Begin Again: "A Real Love Part 2"

Friday

(Originally posted 8/30/2009)
So, everything was going well with Ross. We saw each other almost everyday. We definitely kept in touch. I remember times when I would be talking to him via IM him from work..all day. We'd both be hysterical. I'd be crying because I'm laughing so hard. Why can't it always be that way?

I have to tell you, all this is very recent for me. It brings up a lot of emotions still. Ross and I ended our relationship in May. In actuality, I would say it ended in December 2008, because as of that time, I noticed a change. Ross' work exploded, I mean, he got incredibly busy. With work, as all of you employed individuals know, comes stress. As it turns out, it was no longer me trying to find time to see Ross in my busy work and family life, but Ross being unable to break away from a conference call, a meeting or trip. Our morning workouts became less frequent. The afternoon trysts, less available. The IMs, texts and good nights and I love yous were replaced with silence.

The last trip we went on in May, was terrific, for the most part. In the beginning, Ross and I were alone on our trips, but now, because of his success, Ross had other associates along too, although we were the ones secretly sharing a room. Our time alone, was like old times and I mentioned that this is how I love to be. Together, spending time alone. But, it wasn't possible anymore for him and of course, I understood that. But, if I was unable to deal with his time constraints, then it wasn't going to work. I told him, as much as it pains me, I have to give it up then. I said, if you really wanted to see me, you'd make the time. But he said that there just isn't enough time in the day for his work and me and it was too much pressure on him knowing I am out there..waiting for him at the gym, or wanting to see him, or waiting for a call or text for him to deal with.

_Recorded data_

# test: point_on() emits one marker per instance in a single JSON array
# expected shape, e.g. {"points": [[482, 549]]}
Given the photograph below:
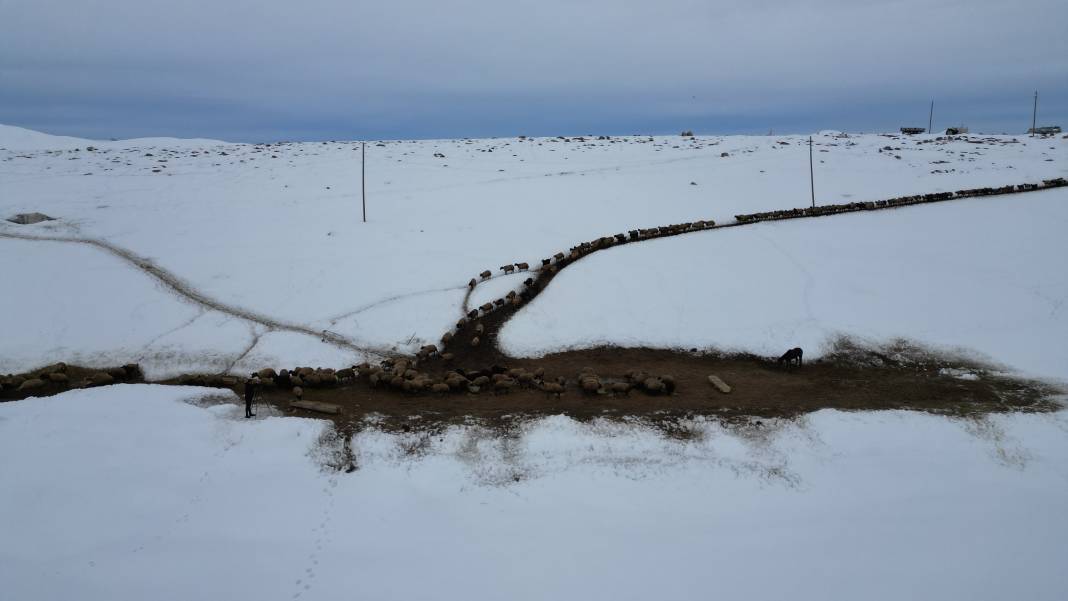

_Job 1_
From the blog post about Ross, list each form of contact that the narrator says was replaced with silence.
_Job 2_
Reproduce the part of the blog post about Ross starting at "I have to tell" and ending at "replaced with silence.".

_Exercise output 1_
- IMs
- texts
- good nights
- I love yous

_Exercise output 2_
I have to tell you, all this is very recent for me. It brings up a lot of emotions still. Ross and I ended our relationship in May. In actuality, I would say it ended in December 2008, because as of that time, I noticed a change. Ross' work exploded, I mean, he got incredibly busy. With work, as all of you employed individuals know, comes stress. As it turns out, it was no longer me trying to find time to see Ross in my busy work and family life, but Ross being unable to break away from a conference call, a meeting or trip. Our morning workouts became less frequent. The afternoon trysts, less available. The IMs, texts and good nights and I love yous were replaced with silence.